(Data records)
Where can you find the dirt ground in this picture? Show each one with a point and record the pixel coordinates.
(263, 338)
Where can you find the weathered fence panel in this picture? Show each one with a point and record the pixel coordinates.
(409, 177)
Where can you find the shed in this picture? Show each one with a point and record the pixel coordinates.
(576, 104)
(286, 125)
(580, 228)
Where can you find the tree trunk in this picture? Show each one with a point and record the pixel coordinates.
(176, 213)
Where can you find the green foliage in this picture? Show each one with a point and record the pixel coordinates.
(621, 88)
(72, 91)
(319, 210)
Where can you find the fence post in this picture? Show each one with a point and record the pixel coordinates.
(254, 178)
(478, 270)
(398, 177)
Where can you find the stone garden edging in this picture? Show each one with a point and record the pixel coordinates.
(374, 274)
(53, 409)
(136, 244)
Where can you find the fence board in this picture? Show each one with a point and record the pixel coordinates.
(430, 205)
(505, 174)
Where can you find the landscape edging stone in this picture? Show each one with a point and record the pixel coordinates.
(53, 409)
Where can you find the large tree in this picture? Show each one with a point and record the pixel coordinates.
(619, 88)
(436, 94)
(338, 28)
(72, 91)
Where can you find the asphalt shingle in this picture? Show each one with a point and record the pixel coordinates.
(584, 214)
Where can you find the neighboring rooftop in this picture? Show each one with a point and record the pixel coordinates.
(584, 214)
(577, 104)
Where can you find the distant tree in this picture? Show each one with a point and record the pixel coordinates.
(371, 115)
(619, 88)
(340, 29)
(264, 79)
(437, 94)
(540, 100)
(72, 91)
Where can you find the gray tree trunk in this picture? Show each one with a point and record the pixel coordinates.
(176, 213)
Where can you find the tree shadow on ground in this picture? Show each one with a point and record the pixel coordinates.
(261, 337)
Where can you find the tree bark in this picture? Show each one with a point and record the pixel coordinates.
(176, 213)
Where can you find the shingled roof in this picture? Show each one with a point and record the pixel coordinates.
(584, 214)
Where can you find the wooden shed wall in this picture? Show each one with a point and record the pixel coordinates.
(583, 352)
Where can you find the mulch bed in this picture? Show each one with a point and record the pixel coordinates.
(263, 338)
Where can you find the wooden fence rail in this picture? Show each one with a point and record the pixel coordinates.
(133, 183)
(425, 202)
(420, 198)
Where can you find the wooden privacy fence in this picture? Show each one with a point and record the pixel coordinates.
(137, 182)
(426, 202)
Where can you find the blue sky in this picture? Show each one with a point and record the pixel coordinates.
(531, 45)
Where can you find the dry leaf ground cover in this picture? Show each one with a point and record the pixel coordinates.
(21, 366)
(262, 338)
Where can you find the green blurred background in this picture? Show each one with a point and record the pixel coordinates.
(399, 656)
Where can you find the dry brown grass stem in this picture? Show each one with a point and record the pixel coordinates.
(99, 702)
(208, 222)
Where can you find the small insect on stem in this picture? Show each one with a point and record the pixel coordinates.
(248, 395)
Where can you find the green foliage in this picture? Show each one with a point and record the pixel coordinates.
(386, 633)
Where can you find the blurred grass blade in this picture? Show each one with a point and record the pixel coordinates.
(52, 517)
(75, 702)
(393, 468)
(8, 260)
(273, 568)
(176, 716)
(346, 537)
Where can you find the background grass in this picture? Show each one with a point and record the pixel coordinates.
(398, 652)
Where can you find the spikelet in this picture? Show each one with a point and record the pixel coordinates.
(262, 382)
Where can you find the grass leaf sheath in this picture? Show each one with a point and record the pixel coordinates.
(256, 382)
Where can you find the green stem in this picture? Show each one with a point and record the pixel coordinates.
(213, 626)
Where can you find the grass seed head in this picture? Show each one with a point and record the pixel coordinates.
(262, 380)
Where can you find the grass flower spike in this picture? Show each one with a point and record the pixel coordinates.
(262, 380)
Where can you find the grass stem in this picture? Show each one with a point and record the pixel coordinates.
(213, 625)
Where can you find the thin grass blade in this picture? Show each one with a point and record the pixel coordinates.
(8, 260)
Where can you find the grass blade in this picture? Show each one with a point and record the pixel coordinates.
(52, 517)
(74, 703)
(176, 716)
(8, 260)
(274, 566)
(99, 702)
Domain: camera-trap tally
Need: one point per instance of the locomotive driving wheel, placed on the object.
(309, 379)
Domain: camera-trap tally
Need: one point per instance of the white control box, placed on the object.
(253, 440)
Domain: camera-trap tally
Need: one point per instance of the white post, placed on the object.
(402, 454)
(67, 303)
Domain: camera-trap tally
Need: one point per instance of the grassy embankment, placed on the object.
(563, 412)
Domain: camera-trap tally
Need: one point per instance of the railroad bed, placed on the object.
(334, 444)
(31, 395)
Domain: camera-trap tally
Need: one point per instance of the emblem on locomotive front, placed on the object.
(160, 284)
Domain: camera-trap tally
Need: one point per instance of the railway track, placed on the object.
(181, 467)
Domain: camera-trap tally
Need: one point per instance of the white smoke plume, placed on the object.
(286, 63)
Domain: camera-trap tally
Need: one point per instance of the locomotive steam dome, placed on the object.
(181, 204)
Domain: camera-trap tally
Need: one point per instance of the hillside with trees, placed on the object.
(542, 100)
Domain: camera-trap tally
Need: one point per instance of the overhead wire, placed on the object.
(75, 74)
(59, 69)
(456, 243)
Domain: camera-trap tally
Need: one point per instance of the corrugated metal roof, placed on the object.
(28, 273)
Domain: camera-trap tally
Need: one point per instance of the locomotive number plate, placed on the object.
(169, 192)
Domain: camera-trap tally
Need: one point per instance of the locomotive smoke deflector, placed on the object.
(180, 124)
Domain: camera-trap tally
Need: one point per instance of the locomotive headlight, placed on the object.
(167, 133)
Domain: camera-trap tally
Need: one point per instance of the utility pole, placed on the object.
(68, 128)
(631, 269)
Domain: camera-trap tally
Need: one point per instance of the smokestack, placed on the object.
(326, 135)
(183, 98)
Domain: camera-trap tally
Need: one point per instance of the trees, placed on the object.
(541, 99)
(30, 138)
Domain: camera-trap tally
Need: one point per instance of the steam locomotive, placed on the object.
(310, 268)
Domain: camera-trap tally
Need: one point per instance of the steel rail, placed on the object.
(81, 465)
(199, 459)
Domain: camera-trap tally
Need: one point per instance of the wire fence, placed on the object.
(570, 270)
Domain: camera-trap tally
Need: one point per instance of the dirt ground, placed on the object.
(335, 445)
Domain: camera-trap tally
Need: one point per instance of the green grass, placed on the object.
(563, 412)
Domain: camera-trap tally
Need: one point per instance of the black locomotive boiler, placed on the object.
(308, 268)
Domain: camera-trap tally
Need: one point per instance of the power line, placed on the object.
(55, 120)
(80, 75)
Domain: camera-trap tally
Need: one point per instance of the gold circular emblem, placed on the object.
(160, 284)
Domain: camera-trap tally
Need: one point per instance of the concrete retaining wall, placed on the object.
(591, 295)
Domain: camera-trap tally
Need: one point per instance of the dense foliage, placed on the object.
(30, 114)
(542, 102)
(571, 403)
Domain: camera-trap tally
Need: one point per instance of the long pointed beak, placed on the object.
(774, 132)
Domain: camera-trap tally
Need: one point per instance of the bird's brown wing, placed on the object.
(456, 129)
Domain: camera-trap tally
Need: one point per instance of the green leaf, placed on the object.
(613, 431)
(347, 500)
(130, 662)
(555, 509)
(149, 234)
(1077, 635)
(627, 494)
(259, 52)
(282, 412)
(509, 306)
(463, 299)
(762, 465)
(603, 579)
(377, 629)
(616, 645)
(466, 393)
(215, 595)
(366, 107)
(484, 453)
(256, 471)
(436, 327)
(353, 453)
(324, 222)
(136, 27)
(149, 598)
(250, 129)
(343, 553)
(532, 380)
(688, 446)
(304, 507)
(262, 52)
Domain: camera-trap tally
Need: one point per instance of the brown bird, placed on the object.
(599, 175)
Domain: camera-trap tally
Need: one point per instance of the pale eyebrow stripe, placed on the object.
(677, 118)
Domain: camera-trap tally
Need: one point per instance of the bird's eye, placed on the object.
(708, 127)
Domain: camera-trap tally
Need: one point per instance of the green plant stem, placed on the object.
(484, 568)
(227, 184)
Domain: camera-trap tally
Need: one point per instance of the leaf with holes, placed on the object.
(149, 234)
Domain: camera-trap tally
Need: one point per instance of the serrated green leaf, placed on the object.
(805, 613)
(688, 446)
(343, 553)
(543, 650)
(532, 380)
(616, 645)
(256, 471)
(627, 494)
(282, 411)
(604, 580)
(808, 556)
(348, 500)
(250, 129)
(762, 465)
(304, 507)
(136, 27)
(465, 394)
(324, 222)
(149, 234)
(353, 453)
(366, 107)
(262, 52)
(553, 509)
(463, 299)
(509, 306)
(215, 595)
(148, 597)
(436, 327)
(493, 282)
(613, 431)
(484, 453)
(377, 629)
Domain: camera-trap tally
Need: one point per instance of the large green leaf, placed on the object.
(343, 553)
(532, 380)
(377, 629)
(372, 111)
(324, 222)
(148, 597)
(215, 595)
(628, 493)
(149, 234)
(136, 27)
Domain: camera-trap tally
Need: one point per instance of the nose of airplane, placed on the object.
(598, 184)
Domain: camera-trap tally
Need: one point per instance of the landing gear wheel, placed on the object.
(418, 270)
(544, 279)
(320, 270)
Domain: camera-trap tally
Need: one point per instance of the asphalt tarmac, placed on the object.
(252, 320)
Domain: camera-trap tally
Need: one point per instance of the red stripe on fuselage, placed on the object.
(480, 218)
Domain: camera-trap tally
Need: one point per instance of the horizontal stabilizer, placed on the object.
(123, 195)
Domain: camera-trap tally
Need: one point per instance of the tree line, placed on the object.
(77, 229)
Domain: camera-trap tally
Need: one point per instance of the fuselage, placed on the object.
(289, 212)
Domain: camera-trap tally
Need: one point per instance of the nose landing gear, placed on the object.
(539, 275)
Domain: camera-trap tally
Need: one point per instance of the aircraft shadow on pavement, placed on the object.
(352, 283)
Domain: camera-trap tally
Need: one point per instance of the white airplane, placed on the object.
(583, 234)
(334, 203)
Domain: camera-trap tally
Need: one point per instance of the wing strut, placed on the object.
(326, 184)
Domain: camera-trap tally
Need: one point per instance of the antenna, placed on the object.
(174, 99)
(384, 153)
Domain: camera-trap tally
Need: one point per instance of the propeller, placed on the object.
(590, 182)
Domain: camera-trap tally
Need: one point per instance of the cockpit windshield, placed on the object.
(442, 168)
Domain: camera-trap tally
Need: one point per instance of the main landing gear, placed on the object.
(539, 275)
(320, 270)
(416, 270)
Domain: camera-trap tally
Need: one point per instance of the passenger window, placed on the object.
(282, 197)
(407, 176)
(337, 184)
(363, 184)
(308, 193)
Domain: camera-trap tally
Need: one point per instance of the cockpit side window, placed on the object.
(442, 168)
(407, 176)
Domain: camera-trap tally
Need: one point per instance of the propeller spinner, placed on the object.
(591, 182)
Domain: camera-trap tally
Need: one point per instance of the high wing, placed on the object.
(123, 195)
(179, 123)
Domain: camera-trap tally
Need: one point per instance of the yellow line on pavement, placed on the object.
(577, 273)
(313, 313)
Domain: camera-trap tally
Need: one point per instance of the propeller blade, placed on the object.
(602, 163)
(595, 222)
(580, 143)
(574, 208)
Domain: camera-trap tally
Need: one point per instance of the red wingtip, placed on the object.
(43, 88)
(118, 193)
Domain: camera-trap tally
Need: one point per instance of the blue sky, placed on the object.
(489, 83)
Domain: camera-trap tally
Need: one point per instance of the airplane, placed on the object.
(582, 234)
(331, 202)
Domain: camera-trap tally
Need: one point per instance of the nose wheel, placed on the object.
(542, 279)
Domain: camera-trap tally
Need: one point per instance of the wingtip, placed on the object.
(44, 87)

Given request:
Filter the lines above and keep only the ones that contain the word "pavement".

Solution:
Need: one point per instance of the aircraft shadow on pavement, placed on the object.
Need: one point per instance of the yellow line on pavement, placed on the object.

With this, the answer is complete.